→ **Description of the task**:
In this exercise, return only the lines that run from the line with "Target — green grass blade" to the end of the entries below, both included. Pictures are not copied.

^^^^^^^^^^^^^^^^

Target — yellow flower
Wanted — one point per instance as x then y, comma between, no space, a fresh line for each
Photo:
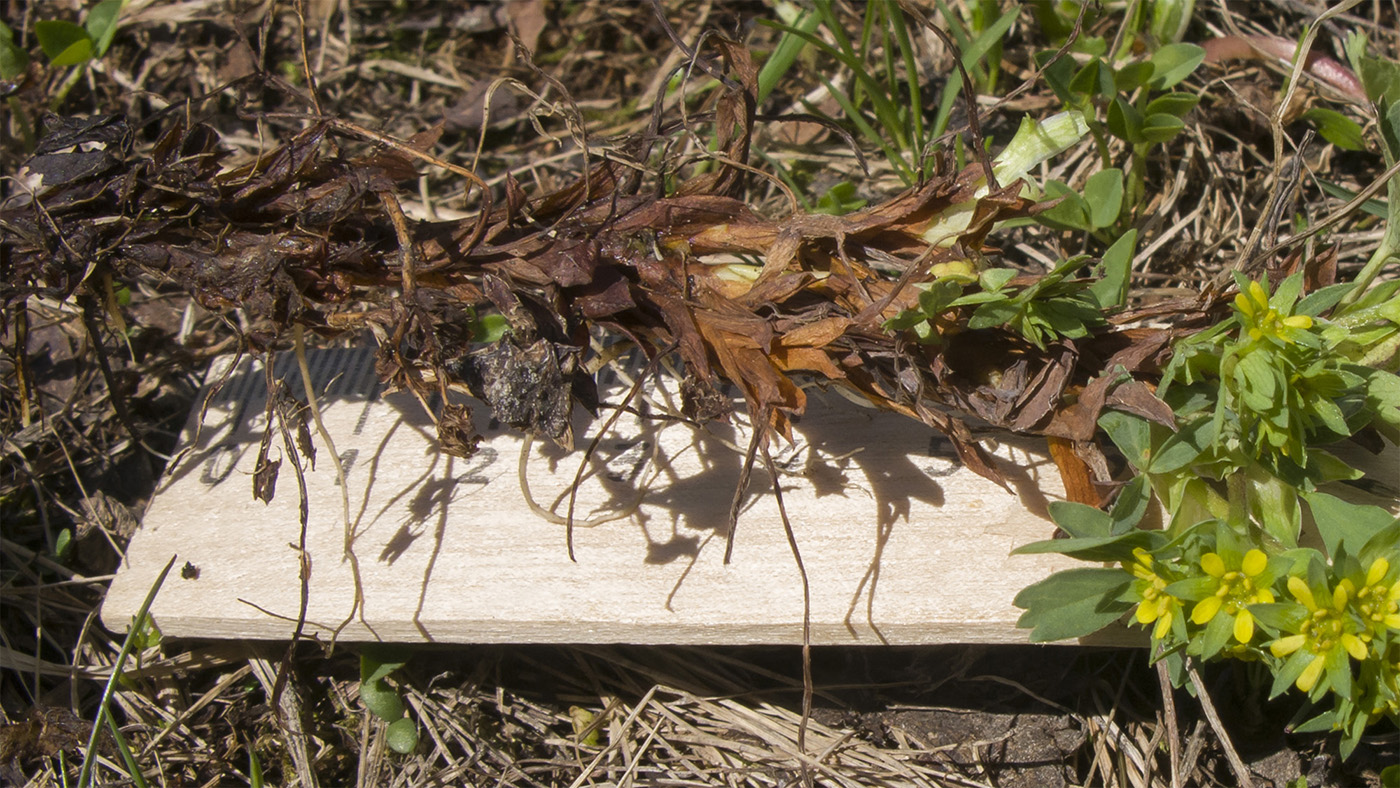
1378,602
1157,605
1325,630
1236,588
1262,319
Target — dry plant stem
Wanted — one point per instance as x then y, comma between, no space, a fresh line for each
1235,763
973,112
347,547
90,753
1277,119
592,445
807,602
294,729
303,556
759,433
1172,731
1337,216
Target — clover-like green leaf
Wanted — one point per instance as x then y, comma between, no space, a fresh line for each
13,60
381,700
1103,196
1110,290
101,24
63,44
1337,129
1173,63
1344,524
1073,603
402,735
1161,128
1185,447
1133,76
1124,121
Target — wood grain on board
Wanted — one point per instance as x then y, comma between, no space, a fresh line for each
902,545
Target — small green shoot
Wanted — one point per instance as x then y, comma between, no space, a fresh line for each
377,662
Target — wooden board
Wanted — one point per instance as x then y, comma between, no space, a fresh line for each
902,543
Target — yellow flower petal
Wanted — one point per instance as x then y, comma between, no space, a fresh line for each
1301,592
1147,613
1311,673
1213,564
1164,626
1206,609
1354,647
1378,571
1255,563
1243,626
1285,645
1339,596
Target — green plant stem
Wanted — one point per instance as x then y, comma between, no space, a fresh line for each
67,86
137,622
21,119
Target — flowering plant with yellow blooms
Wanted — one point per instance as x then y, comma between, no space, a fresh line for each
1259,400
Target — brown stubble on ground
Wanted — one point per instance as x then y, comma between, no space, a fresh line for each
73,458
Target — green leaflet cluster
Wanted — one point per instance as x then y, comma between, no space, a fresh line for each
1257,399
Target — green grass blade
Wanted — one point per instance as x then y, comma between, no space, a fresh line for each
132,770
882,104
784,55
137,622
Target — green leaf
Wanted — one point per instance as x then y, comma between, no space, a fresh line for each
1059,77
1381,79
381,700
1284,616
1319,301
1161,128
994,314
1103,195
402,735
490,328
1094,79
1110,290
1130,77
13,60
1173,63
1217,634
1073,603
378,661
1131,434
1124,121
63,44
937,296
1131,504
1080,519
1340,522
1070,213
63,543
1098,549
1288,672
1182,448
996,279
1339,671
101,24
1176,104
1337,129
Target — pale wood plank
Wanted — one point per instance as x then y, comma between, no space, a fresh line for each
902,545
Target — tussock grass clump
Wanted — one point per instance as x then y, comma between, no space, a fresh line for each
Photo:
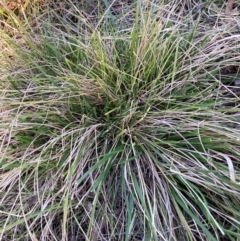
122,135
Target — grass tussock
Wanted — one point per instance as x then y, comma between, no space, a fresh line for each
121,128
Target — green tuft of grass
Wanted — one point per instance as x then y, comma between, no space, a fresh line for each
120,133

^^^^^^^^^^^^^^^^

→ **Task output**:
Target — green grass blade
Wanted — one point per instance as x then y, comma between, no space, a fresh line for each
132,770
882,104
784,55
137,622
Target — green leaf
Wanted — one point per instance as x then y, comma between, no space, a fresh line for each
1059,77
1381,79
381,700
1284,616
1319,301
1161,128
994,314
1103,195
402,735
490,328
1094,79
1110,290
1130,77
13,60
1173,63
1217,634
1073,603
378,661
1131,434
1124,121
63,44
937,296
1131,504
1080,519
1340,522
1070,213
63,543
1098,549
1288,672
1182,448
996,279
1339,671
101,24
1176,104
1337,129
Target — pale wood plank
Wanted — one point per instance as x then y, comma between, no space, a fresh line for each
902,545
Target — tussock grass clump
Wanted — one point per instance as x then y, comma between, no space, a fresh line for each
Photo:
122,135
Target — grass tussock
Wanted — one point per instance as x then y, comma between, no space, a fresh line for each
121,128
Target — green tuft of grass
Wanted — one point per instance as x then y, comma between, no space, a fresh line for each
120,133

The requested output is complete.